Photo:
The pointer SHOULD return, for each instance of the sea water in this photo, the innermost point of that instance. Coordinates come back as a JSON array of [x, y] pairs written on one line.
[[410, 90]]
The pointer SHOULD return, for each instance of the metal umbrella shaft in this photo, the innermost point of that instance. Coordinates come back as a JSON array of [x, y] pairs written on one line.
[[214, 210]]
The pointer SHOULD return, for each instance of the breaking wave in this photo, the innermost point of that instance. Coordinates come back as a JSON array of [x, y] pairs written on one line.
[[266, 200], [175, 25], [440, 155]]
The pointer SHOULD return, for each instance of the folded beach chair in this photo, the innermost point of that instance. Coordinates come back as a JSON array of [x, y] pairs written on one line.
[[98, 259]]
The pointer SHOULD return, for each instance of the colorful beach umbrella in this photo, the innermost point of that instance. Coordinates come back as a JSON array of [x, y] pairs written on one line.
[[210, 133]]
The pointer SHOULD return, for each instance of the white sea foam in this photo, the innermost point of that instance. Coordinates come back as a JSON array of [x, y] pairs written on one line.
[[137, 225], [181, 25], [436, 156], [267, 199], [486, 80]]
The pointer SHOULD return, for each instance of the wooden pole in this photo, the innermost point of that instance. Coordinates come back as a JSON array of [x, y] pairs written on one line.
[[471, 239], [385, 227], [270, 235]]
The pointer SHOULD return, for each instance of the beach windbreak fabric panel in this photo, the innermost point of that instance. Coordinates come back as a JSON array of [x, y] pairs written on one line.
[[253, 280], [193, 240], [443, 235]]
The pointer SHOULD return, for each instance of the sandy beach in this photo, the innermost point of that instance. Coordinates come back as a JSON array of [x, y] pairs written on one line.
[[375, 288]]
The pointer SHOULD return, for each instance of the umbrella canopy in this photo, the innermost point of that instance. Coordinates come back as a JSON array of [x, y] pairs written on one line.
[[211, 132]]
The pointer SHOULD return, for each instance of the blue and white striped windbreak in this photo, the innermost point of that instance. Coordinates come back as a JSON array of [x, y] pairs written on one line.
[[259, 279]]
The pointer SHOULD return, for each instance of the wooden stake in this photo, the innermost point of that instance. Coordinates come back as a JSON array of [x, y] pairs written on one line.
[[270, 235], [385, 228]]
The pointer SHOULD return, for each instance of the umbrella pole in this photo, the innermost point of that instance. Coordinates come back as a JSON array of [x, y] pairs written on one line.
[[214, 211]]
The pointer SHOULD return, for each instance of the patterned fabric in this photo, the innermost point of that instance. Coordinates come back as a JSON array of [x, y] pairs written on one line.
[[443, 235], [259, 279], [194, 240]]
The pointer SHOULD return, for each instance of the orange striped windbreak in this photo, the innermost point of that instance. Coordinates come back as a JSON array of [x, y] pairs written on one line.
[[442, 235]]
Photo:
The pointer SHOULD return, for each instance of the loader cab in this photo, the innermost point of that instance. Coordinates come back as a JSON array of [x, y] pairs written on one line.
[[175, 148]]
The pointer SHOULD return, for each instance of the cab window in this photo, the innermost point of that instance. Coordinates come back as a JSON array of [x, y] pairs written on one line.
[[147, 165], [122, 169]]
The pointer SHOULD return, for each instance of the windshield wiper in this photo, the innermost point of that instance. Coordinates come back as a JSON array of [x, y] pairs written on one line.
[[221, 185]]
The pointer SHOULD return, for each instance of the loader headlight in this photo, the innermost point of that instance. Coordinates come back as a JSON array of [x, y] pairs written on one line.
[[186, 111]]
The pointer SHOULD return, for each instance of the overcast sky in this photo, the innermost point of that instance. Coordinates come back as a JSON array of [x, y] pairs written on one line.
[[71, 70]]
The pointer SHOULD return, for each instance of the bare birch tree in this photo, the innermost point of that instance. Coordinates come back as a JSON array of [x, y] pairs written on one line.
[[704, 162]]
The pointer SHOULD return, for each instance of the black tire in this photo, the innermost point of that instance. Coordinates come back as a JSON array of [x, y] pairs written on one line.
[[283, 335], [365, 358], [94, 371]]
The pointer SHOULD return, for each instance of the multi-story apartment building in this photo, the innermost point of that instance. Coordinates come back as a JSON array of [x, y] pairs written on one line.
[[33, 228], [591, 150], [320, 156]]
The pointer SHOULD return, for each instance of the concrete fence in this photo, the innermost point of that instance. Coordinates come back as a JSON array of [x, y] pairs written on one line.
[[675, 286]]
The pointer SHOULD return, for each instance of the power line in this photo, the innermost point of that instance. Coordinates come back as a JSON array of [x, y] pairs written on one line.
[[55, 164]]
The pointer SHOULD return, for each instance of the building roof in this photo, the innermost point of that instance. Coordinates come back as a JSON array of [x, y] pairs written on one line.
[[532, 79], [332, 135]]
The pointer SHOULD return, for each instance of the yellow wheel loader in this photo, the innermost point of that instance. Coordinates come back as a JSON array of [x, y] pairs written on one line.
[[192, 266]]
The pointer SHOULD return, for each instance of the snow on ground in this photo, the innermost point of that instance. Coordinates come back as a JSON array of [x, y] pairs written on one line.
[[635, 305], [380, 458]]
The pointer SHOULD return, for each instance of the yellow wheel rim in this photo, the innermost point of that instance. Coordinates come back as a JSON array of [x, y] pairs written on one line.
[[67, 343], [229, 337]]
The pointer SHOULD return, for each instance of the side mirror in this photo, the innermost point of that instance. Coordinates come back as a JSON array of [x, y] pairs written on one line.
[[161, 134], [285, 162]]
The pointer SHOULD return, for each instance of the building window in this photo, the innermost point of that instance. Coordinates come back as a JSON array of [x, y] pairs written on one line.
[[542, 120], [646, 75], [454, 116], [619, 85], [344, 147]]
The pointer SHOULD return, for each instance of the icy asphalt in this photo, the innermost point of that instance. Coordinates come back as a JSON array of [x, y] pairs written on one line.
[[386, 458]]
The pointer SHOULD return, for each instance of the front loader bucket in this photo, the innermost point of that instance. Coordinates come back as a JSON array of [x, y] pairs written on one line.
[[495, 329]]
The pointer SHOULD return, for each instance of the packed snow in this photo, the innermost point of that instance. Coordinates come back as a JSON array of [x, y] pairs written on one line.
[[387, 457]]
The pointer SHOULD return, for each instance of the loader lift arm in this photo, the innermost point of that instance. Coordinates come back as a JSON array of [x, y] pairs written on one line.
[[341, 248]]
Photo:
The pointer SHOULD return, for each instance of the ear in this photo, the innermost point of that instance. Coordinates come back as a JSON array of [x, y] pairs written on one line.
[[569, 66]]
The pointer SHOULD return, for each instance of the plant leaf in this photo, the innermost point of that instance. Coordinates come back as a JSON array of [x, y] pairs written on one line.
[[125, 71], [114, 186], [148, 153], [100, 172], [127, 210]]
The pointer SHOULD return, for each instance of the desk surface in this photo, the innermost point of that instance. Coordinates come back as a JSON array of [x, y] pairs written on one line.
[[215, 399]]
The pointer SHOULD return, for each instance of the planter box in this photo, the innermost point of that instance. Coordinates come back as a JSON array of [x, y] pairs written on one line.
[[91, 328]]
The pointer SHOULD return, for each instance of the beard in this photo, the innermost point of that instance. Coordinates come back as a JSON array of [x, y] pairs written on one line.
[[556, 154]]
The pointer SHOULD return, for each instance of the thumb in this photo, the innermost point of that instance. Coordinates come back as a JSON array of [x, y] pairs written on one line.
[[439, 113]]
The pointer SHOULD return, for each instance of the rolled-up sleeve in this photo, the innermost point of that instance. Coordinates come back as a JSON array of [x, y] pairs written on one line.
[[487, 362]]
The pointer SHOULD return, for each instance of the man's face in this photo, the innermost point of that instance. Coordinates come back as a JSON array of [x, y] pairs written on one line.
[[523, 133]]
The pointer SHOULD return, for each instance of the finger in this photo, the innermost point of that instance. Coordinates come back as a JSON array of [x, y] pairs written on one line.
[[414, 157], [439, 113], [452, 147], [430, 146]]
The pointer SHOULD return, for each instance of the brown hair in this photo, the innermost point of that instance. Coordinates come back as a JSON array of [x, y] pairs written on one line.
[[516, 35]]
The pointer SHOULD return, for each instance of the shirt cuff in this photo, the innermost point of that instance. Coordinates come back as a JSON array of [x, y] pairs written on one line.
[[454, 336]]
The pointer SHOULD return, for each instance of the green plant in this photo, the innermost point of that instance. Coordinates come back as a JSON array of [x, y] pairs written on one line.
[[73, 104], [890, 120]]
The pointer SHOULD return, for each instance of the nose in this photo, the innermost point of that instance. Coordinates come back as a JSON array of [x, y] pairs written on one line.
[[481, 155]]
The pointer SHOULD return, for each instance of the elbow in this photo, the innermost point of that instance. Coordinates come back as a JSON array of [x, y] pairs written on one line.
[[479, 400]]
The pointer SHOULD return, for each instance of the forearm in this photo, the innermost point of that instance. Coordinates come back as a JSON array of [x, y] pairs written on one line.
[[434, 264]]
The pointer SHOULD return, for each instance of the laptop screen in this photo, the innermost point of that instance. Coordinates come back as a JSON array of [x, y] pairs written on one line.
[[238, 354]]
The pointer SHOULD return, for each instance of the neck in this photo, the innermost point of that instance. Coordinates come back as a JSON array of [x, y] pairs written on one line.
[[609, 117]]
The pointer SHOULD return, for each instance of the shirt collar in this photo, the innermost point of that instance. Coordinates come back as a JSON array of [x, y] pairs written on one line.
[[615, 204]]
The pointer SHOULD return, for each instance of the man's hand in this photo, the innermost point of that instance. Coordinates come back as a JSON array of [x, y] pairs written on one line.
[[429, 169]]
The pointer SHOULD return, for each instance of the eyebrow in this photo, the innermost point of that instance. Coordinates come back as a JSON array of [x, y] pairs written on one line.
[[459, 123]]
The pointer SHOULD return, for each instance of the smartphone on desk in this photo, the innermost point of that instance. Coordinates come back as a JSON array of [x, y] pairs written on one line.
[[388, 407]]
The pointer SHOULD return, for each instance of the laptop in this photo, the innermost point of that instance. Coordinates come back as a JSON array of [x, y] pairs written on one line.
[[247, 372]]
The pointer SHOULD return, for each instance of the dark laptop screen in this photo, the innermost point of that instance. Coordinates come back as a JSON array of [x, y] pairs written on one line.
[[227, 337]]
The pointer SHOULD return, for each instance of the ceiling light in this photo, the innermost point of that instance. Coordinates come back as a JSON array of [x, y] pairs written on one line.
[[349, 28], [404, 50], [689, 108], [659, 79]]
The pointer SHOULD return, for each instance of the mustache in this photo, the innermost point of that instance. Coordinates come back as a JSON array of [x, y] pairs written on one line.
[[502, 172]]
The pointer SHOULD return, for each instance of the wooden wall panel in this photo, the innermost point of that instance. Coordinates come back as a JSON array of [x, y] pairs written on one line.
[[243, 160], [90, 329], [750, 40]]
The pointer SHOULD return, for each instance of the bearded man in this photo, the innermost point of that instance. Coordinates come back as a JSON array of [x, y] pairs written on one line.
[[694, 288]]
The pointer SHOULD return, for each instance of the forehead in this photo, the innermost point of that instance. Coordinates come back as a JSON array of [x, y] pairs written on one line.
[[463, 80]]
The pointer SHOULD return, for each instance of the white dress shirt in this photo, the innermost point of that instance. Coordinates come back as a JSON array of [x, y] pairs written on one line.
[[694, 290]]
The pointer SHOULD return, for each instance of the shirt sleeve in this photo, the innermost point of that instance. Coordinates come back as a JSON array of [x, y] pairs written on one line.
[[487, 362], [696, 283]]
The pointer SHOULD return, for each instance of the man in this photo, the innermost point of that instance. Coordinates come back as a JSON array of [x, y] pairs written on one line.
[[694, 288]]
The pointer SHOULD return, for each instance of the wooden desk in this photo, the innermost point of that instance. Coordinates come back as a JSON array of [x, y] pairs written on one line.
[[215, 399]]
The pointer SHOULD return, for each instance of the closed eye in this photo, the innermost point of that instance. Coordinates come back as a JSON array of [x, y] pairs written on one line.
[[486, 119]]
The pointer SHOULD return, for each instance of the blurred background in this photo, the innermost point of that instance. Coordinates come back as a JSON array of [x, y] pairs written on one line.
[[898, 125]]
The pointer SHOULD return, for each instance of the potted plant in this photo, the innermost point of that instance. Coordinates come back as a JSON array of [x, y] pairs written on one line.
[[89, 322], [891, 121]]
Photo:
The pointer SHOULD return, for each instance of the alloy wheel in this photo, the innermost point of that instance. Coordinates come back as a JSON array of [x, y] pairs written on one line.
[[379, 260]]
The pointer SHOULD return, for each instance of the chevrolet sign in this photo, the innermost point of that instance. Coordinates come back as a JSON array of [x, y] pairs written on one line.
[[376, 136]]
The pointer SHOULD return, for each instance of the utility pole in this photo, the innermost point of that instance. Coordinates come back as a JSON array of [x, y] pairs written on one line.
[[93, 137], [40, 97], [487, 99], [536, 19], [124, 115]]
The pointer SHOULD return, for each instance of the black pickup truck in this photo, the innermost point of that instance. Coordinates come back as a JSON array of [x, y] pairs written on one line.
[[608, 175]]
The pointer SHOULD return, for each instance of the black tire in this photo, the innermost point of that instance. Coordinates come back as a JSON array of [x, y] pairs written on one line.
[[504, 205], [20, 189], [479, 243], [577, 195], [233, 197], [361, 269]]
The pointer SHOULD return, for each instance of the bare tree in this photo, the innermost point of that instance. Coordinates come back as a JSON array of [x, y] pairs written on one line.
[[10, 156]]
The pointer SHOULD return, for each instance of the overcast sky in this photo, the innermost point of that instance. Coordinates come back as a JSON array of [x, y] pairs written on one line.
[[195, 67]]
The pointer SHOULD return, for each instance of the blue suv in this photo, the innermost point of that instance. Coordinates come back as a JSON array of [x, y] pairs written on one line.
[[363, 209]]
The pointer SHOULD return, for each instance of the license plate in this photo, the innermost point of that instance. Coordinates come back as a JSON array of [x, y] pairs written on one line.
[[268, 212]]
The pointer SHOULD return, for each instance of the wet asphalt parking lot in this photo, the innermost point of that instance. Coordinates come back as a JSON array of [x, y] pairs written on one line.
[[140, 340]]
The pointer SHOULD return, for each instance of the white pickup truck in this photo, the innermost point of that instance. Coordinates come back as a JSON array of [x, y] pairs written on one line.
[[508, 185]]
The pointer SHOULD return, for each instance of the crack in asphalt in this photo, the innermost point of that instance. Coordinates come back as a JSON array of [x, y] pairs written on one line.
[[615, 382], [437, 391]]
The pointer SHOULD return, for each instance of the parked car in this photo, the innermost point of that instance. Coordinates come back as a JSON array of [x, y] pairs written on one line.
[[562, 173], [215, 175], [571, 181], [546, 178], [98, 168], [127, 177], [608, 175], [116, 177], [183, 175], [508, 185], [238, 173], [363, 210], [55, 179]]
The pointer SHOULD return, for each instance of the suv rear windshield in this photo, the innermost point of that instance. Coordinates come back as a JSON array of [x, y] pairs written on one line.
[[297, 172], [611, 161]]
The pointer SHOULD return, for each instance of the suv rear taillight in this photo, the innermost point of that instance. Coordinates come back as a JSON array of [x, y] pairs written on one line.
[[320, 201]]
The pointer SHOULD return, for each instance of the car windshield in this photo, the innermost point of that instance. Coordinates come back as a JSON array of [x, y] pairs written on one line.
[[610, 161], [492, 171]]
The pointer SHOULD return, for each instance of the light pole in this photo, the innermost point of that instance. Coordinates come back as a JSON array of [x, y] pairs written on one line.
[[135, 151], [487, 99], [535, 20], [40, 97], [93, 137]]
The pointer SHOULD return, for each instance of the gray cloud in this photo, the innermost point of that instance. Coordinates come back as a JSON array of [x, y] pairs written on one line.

What you will do:
Express the part of the listing starting with the line containing "The pointer SHOULD return, for each instance of the cab" and going on through the line containing "[[186, 111]]" as a two-column CSV headed instruction and points. Give one row per text-and-answer pair, with each value in a single quoted field and line breaks turned into spaces.

Result of this task:
instruction,points
"The pointer SHOULD return, for each instance of the cab window in this photo, the innermost point of that instance. Coordinates come back as a JSON array of [x, y] pairs written on one line.","[[147, 165], [122, 169]]"
"The pointer SHOULD return, for each instance of the windshield wiper in this photo, the innermost point of that instance. Coordinates come back as a JSON array of [x, y] pairs written on one line.","[[221, 185]]"
"The pointer SHOULD return, for each instance of the loader headlight in this photo, the innermost point of that instance. Coordinates come back as a JSON array of [x, y] pairs written on one line.","[[186, 111]]"